[Opening Extracted records section]

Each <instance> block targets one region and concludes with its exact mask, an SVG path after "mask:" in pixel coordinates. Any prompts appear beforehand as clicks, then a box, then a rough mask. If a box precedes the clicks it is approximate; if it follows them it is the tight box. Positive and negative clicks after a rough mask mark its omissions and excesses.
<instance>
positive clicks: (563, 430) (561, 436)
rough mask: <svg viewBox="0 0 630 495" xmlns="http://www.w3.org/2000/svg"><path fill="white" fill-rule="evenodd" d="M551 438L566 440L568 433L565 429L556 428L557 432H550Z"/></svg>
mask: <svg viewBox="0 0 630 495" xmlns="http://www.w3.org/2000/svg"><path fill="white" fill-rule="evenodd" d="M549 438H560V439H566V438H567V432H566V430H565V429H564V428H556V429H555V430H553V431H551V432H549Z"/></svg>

[Closing Extracted records section]

Starting at the line with "positive clicks: (563, 430) (561, 436)", copy every line down to the last one above, exactly as written and with nothing else.

= Task output =
positive clicks: (563, 430) (561, 436)
rough mask: <svg viewBox="0 0 630 495" xmlns="http://www.w3.org/2000/svg"><path fill="white" fill-rule="evenodd" d="M551 438L566 440L568 433L565 429L556 428L557 432H550Z"/></svg>
mask: <svg viewBox="0 0 630 495" xmlns="http://www.w3.org/2000/svg"><path fill="white" fill-rule="evenodd" d="M549 438H560V439H566V438H567V432H566V430H565V429H564V428H556V429H555V430H553V431H551V432H549Z"/></svg>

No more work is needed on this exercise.